Every picture is to be removed, and all the data is to be copied exactly.

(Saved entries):

□ □ □

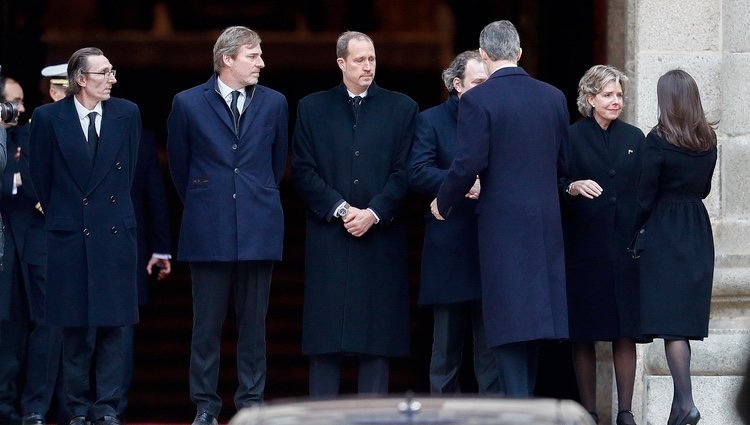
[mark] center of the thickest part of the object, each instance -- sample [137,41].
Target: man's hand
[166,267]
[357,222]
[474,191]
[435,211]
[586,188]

□ □ □

(YOUR SOLUTION):
[mark] center of the thickest part of the object, each instance -- sample [137,41].
Target: man's hand
[166,267]
[357,222]
[474,191]
[435,211]
[586,188]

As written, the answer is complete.